DOCUMENT PASSAGE >>
+--
# FR: (ne pas) avoir le/de/du temps



## acm2g

My textbook just covered partitive articles, indefinite articles, and definite articles, and the use of de/d' in a negative expression using partitive or indefinite articles.

In the next chapter, it gives this example sentence:
Aujourd'hui, je n'ai pas le temps.

Why wouldn't it be (could it be?) "Je n'ai pas de temps." ???

Merci d'avance!

*Moderator note: *Multiple threads merged to create this one. See also (ne pas) avoir le temps (de) / avoir du/de temps (pour) - article in the Français Seulement forum.


----------



## Canard

When you just have "le/la/les", it is not the partitive, so it doesn't change to "de". Another example: "Il n'a même pas *le* bon sens de..."

[...]


----------



## acm2g

Thanks... I think that second sentence seems conflicting as well.

For the first sentence (Je n'ai pas le temps.), does this mean "I don't have the time... to do such and such" and the positive version would be j'ai le temps.  

Would it be possible to say "je n'ai pas du temps" (I don't have any time).

[...]


----------



## geostan

In another forum, I suggested that students should follow the textbook until they have mastered the basics. In a sense, I was supporting the textbook. Now I read these examples, and wonder : "Who wrote the book?" If you have quoted the examples correctly, there are some basic pedagogical flaws with this particular book. What does your instructor say? Or did he/she write the book?

Je n'ai pas le temps is not the kind of sentence one should be giving a beginning student who is just learning about the partitive and the negative.

Canard's point is well taken. The affirmative of this sentence would be "J'ai le temps" But in another sentence, there would be a partitive connotation:
Je n'ai pas de temps à perdre.

As for the mixing and matching, that simply is poor pedagogy. It's either partitive or it's not; it shouldn't be both. And even if it were correct, why would a teacher inflict this on a beginning student?

Good Luck with your studies!


----------



## qizi

Je n'ai pas ( ) temps de bavarder avec toi en ce moment.
Would you please tell me why "le" is used here? I notice there is "ne...pas", so could I change "le" to "de"?
Thank you.


----------



## itka

Parce que ce temps-là est bien défini. Il ne s'agit pas de n'importe quel temps, mais de "celui de bavarder avec toi".
+--
WORK TO COMPLETE >>
**a.** Duplicate the passage of the thread on "avoir le temps" starting at "Canard's point is" and ending at "with your studies!".
**b.** Go on with the thread on "avoir le temps" from the point where it stops.

DATA EXCERPT >>
+--
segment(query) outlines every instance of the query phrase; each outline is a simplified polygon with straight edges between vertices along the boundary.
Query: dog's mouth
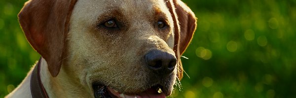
+--
WRITTEN RESPONSES >>
**a.**
Canard's point is well taken. The affirmative of this sentence would be "J'ai le temps" But in another sentence, there would be a partitive connotation:
Je n'ai pas de temps à perdre.

As for the mixing and matching, that simply is poor pedagogy. It's either partitive or it's not; it shouldn't be both. And even if it were correct, why would a teacher inflict this on a beginning student?

Good Luck with your studies!

**b.**
_Je n'ai pas *de* temps libre.
Je n'ai pas *le* temps de finir ce livre avant de partir travailler._

Tu entendras souvent : _"je n'ai pas le temps !"_ sans aucun complément, mais en fait ce complément est sous-entendu :
_"Tu viens avec nous à la piscine ?
-Non, je n'ai pas le temps !" _(==> je n'ai pas le temps de venir avec vous à la piscine.)


----------



## geostan

Consider also the affirmative form:

avoir *le* temps *de faire quelque chose*. *Le* is required because it is made specific by the infinitive phrase. Since the definite article is required in the affirmative form, it does not change in the negative form.

Contrast this with:

_J'ai *du* temps à perdre_.  Here there is a quantitative notion, hence, the partitive article. This changes in the negative: _Je n'ai pas *de* temps à perdre_.


----------



## francais_espanol

I was taught in French class: 

avoir LE temps DE faire quelque chose 

but 

avoir DU temps POUR faire quelque chose.

Is this correct ?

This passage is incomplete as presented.